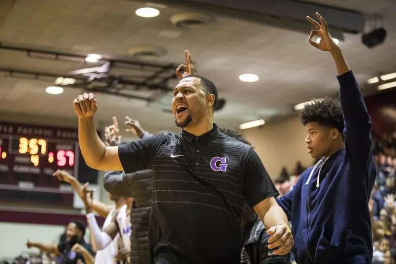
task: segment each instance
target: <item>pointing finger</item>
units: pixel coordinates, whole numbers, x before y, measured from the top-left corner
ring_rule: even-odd
[[[96,99],[93,99],[91,101],[91,110],[93,111],[96,112],[97,110],[97,102]]]
[[[318,23],[317,22],[315,21],[315,20],[314,20],[313,19],[312,19],[312,18],[311,18],[310,17],[308,16],[307,16],[307,20],[308,20],[308,22],[309,22],[312,25],[313,25],[313,26],[315,28],[316,28],[317,29],[320,29],[320,24],[319,24],[319,23]]]
[[[113,124],[114,125],[114,129],[116,131],[118,131],[118,121],[117,121],[117,117],[115,116],[113,117]]]
[[[327,30],[327,23],[324,21],[324,19],[322,16],[321,16],[319,13],[316,12],[316,16],[319,18],[319,21],[320,21],[321,27],[326,31]]]
[[[319,43],[316,42],[316,41],[314,41],[312,40],[308,40],[308,42],[309,42],[309,44],[313,46],[315,48],[319,48]]]
[[[309,37],[308,37],[308,40],[312,40],[313,36],[316,36],[318,34],[319,34],[318,30],[311,30],[311,34],[309,35]]]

▶ [What you need to do] Copy out the records above word for word, omitting the pictures.

▶ [Worked answer]
task: segment each instance
target: <item>pointing finger</item>
units: pixel coordinates, whole numbers, x before y, measured from the top-left corner
ring_rule: even-odd
[[[96,99],[93,99],[91,101],[91,110],[93,111],[96,112],[97,110],[97,102]]]
[[[318,23],[317,22],[315,21],[315,20],[314,20],[313,19],[312,19],[312,18],[311,18],[310,17],[308,16],[307,16],[307,20],[308,20],[308,22],[309,22],[312,25],[313,25],[313,26],[315,28],[316,28],[317,29],[320,29],[320,24],[319,24],[319,23]]]
[[[113,124],[114,125],[114,129],[116,131],[118,131],[118,121],[117,121],[117,117],[115,116],[113,117]]]
[[[327,30],[327,23],[324,21],[324,19],[322,16],[321,16],[319,13],[316,12],[316,16],[319,18],[319,21],[320,21],[321,27],[326,31]]]
[[[319,43],[316,42],[316,41],[314,41],[312,40],[308,40],[308,42],[309,42],[309,44],[313,46],[315,48],[319,48]]]
[[[309,37],[308,37],[308,40],[312,40],[313,36],[316,36],[318,34],[319,34],[318,30],[311,30],[311,34],[309,35]]]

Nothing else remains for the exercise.